Take the line with "positive clicks: (67, 31) (78, 44)" and every line after it in the entries below, and set them down exactly, without any pictures.

........

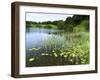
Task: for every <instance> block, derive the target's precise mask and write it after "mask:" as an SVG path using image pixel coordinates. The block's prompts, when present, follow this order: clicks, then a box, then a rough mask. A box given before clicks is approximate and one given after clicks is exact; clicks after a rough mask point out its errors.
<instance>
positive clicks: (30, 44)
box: [26, 28, 63, 55]
mask: <svg viewBox="0 0 100 80" xmlns="http://www.w3.org/2000/svg"><path fill="white" fill-rule="evenodd" d="M60 32H63V30H56V29H44V28H27V29H26V53H27V54H28V55H29V53H32V54H33V53H34V52H32V51H29V49H30V50H31V49H32V48H40V47H42V46H43V45H44V43H45V41H46V39H47V38H48V39H51V38H56V40H61V39H62V37H61V36H59V35H57V34H58V33H60ZM49 42H50V40H49ZM57 43H59V41H58V42H57ZM39 54H40V53H39Z"/></svg>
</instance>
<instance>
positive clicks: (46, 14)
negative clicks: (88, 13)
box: [26, 12, 73, 22]
mask: <svg viewBox="0 0 100 80" xmlns="http://www.w3.org/2000/svg"><path fill="white" fill-rule="evenodd" d="M69 16H70V17H72V16H73V15H71V14H51V13H32V12H31V13H29V12H27V13H26V21H33V22H45V21H56V20H65V19H66V18H67V17H69Z"/></svg>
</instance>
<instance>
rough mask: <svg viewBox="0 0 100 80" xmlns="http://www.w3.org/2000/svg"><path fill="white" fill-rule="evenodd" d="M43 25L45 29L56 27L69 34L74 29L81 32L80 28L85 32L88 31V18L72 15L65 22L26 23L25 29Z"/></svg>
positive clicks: (62, 21)
mask: <svg viewBox="0 0 100 80" xmlns="http://www.w3.org/2000/svg"><path fill="white" fill-rule="evenodd" d="M34 25H35V26H34ZM41 25H42V26H41ZM43 25H45V28H54V27H56V28H57V29H64V30H66V31H70V32H72V31H73V30H74V29H77V28H78V30H81V28H85V30H86V31H89V16H88V15H73V16H72V17H67V18H66V20H65V21H63V20H57V21H45V22H32V21H26V27H44V26H43ZM53 25H55V26H53ZM52 26H53V27H52ZM76 31H77V30H76Z"/></svg>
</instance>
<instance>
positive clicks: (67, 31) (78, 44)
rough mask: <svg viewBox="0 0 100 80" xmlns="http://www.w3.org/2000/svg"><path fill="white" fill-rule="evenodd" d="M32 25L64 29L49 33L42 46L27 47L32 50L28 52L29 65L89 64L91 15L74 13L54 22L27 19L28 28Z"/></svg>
mask: <svg viewBox="0 0 100 80" xmlns="http://www.w3.org/2000/svg"><path fill="white" fill-rule="evenodd" d="M30 27H32V28H36V27H38V28H39V29H41V28H48V29H55V30H62V31H61V32H51V33H47V34H48V36H47V37H46V38H43V41H42V44H41V46H40V47H32V48H28V49H27V51H28V52H32V53H31V55H29V53H27V55H28V56H26V66H27V67H34V66H53V65H54V66H56V65H79V64H89V45H90V44H89V43H90V42H89V16H87V15H73V16H72V17H67V18H66V20H65V21H63V20H58V21H53V22H51V21H47V22H31V21H26V28H30ZM38 44H39V43H38ZM34 53H40V54H39V55H34Z"/></svg>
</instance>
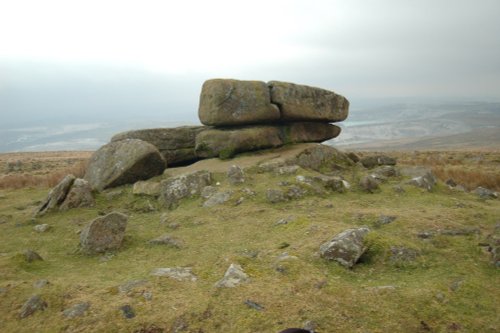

........

◆ **Written solution**
positive clicks: (67, 31) (78, 44)
rough mask: <svg viewBox="0 0 100 80" xmlns="http://www.w3.org/2000/svg"><path fill="white" fill-rule="evenodd" d="M32 25L64 29L49 33L42 46L27 47L32 50L28 52L29 65L89 64L91 15L74 13L54 22L27 19L28 28Z"/></svg>
mask: <svg viewBox="0 0 100 80" xmlns="http://www.w3.org/2000/svg"><path fill="white" fill-rule="evenodd" d="M30 27H32V28H36V27H38V28H39V29H41V28H48V29H55V30H62V31H61V32H51V33H47V34H48V36H47V37H46V38H43V41H42V44H41V46H40V47H32V48H28V49H27V51H28V52H32V53H31V55H29V53H27V55H28V56H26V66H27V67H34V66H53V65H54V66H56V65H79V64H89V45H90V44H89V43H90V42H89V16H87V15H73V16H72V17H67V18H66V20H65V21H63V20H58V21H53V22H51V21H47V22H31V21H26V28H30ZM38 44H39V43H38ZM34 53H40V54H39V55H34Z"/></svg>
</instance>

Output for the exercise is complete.